Andreas Wellinger

Weekend Roundup (December, 3rd): Winter has arrived

Have you noticed how cold it is out there these days? Well, I’m fortunate to be writing these words in my balmy South European location, but athletes around the world are already feeling the effects of the winter temperatures in frigid locations such as Sweden and Russia at a time the World Cup seasons for the most followed winter sports are just getting into a rhythm.

Over the last week, a bunch of events took place in chilly weather, which means we have a lot to review. Let’s get to it right away or, in alternative, feel free to scroll down to our football section.

Ski jumping: German double in Nizhny Tagil

Located 25km east of the virtual border between Europe and Asia, Nizhny Tagil is not only the most oriental point to be visited by the 2017-18 Ski Jumping World Cup, but also the place where Germany made loud and clear that, even without Severin Freund, they’ll be a force to be reckoned with throughout this Olympic season.

Regarded as the two most talented athletes on the German team, Richard Freitag and Andreas Wellinger were tasked with stepping up this year, and they showed their class in the Tramplin Stork over the weekend, splitting the two individual events contested in Russia, lifting their country to the top of the Nations Cup, and etching their names one-and-two in the race for the overall title after the third stop of the season.

### Objectives
(a) Repeat the part of the weekend roundup starting at "Over the last" and ending at "our football section.".
(b) Answer these questions from the weekend roundup:
(i) Which two countries does it name as frigid locations?
(ii) How far from the virtual border between Europe and Asia is Nizhny Tagil, and in which direction?
(iii) Which two German athletes split the individual events in Russia?
Base every answer only on the weekend roundup.

### Excerpted data

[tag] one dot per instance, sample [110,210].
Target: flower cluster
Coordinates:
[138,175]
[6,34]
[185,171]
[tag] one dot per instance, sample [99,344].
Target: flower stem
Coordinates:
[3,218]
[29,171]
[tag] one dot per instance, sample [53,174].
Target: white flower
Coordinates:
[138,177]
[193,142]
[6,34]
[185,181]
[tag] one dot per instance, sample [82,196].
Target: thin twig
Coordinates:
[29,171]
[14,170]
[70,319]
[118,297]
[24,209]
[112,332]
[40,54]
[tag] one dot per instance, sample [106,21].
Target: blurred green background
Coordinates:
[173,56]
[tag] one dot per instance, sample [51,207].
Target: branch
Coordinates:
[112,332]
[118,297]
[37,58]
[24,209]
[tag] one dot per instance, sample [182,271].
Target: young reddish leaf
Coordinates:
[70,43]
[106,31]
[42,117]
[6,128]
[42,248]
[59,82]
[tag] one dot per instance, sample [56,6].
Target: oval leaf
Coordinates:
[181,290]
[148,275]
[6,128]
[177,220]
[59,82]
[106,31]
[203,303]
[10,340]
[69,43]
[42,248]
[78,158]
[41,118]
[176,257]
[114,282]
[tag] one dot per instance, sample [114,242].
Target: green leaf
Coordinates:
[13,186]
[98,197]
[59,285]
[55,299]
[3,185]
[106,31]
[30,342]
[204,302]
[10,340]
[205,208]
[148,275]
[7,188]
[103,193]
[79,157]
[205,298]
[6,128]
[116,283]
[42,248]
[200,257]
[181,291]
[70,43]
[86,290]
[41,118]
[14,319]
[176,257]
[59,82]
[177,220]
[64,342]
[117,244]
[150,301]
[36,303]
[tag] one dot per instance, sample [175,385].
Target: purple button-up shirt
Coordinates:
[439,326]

==

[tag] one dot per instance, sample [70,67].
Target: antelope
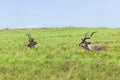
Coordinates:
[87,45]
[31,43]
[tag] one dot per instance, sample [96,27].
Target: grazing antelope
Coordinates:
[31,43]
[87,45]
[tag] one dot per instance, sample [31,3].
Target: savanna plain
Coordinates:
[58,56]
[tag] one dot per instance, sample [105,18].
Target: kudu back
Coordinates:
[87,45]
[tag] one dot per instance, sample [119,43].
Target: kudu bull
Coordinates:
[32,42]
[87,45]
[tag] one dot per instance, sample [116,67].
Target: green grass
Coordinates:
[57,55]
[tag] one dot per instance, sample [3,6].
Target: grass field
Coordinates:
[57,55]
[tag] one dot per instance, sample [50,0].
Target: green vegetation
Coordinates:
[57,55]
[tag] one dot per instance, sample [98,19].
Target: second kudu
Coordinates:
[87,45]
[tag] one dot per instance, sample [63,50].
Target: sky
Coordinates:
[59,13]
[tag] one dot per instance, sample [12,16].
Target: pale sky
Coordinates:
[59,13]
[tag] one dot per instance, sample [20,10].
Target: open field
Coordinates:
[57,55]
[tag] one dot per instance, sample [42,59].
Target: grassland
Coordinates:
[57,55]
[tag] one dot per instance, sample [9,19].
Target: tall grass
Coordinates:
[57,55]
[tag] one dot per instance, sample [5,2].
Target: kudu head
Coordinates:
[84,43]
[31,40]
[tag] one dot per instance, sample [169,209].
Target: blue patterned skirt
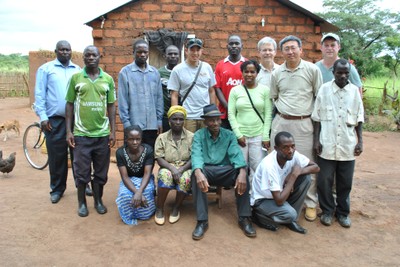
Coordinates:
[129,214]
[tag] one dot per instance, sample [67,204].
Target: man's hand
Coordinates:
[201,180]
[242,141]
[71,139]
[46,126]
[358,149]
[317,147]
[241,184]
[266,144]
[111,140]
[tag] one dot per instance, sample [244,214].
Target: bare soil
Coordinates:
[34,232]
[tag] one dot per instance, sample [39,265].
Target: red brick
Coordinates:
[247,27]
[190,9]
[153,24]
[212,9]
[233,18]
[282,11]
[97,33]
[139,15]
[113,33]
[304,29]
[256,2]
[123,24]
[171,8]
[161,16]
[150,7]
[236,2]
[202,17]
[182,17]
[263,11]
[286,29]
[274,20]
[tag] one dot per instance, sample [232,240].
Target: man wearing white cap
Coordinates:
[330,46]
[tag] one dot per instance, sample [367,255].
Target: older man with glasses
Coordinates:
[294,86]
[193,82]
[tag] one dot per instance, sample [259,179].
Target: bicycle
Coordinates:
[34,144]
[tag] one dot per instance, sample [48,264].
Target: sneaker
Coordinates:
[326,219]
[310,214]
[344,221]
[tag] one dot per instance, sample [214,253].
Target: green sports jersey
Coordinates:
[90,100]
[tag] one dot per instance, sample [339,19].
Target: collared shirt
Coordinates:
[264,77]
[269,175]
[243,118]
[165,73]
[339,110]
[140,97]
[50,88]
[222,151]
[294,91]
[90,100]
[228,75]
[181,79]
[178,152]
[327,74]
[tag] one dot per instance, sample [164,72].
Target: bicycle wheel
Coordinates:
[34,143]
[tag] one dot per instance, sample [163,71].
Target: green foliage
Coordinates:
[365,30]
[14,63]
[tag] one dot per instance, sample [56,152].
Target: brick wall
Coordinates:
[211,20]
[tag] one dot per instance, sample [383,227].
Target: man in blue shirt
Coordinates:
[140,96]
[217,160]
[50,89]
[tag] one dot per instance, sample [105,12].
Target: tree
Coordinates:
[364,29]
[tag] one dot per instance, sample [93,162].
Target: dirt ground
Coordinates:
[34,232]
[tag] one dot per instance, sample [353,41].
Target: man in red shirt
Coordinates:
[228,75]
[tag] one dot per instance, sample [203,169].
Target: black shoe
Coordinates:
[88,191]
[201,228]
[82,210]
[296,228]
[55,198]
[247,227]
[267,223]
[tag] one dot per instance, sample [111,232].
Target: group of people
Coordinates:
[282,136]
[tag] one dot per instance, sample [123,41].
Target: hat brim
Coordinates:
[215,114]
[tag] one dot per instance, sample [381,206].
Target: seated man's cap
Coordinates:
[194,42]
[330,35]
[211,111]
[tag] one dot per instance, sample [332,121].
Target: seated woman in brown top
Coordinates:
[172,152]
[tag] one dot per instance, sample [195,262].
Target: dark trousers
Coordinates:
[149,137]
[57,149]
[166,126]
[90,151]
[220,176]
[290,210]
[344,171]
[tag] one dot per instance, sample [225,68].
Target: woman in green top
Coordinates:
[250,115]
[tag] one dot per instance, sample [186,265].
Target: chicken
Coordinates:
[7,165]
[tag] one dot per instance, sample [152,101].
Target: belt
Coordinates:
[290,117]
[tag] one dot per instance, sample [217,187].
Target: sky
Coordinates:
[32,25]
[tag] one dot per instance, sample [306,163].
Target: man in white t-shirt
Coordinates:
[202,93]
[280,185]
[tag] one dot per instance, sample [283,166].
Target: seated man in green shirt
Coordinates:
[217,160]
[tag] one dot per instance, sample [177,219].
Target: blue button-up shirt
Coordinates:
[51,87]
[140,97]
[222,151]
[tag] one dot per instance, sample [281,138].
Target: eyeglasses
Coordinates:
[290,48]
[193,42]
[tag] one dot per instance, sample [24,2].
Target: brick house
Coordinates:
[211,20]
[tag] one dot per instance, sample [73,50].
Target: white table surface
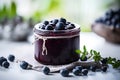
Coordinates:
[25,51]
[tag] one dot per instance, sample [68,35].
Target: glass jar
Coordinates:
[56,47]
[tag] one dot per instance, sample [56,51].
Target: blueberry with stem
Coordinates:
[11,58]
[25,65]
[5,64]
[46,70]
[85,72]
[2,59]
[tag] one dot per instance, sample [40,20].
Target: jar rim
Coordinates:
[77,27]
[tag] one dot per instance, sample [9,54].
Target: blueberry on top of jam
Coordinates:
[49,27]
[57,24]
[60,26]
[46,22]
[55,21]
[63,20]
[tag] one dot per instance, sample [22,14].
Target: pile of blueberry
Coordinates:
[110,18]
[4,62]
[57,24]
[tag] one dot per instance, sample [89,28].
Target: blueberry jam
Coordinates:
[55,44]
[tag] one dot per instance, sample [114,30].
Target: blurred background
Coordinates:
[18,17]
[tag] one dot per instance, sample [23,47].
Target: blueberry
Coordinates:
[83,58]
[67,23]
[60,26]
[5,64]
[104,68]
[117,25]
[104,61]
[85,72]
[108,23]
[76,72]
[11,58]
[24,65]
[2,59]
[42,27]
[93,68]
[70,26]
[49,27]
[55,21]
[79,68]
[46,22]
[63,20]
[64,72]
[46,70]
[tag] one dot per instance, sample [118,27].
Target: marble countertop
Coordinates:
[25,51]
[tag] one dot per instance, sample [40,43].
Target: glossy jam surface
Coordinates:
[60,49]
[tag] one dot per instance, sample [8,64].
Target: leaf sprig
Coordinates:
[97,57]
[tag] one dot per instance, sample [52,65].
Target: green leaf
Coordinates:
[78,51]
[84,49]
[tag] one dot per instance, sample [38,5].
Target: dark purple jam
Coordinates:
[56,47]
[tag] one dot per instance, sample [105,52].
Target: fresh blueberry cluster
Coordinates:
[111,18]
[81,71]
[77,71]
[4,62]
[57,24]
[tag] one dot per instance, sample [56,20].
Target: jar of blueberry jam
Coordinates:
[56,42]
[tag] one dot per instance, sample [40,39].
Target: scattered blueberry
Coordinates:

==

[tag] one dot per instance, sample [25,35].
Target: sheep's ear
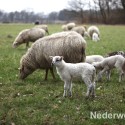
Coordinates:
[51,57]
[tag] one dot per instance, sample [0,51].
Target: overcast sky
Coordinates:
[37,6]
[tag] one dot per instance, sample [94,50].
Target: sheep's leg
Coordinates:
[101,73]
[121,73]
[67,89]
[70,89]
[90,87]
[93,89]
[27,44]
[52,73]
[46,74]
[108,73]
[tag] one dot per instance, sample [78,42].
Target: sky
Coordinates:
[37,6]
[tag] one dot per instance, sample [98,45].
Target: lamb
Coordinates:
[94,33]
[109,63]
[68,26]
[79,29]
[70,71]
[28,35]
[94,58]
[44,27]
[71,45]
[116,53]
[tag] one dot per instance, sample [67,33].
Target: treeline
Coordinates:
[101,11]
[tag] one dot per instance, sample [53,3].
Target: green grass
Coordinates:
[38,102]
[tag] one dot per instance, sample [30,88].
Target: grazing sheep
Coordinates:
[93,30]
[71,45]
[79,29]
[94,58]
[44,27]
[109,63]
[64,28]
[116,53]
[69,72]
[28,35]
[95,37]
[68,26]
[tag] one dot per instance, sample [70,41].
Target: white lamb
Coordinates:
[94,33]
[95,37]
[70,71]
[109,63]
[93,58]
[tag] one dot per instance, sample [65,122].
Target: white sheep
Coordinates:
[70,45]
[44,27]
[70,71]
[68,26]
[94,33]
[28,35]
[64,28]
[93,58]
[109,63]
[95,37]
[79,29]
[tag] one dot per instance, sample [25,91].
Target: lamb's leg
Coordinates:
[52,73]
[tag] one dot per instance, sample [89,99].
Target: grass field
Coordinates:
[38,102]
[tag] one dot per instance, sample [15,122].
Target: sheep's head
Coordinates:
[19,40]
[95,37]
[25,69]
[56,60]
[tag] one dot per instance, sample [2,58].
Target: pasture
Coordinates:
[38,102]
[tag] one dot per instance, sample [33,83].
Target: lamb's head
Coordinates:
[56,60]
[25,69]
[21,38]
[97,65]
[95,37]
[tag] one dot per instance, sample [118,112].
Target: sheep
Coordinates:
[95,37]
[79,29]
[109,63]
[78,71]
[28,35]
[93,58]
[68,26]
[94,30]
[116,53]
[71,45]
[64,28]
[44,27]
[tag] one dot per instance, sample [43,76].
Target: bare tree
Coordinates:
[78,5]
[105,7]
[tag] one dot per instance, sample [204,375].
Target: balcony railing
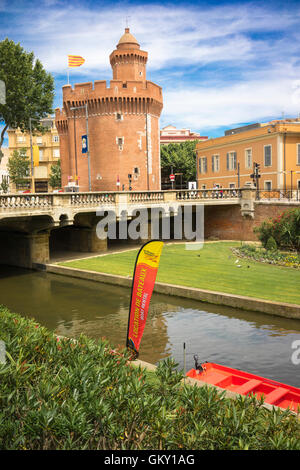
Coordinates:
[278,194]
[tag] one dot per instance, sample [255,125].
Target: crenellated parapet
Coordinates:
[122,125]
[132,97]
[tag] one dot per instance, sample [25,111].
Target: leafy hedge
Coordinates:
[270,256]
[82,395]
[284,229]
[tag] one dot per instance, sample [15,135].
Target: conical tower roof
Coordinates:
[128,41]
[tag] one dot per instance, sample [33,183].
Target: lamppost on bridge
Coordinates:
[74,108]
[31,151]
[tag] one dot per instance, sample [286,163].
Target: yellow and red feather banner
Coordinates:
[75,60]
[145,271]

### Complete answers
(a)
Over the last week, a bunch of events took place in chilly weather, which means we have a lot to review. Let’s get to it right away or, in alternative, feel free to scroll down to our football section.

(b)
(i) Sweden and Russia
(ii) 25km east
(iii) Richard Freitag and Andreas Wellinger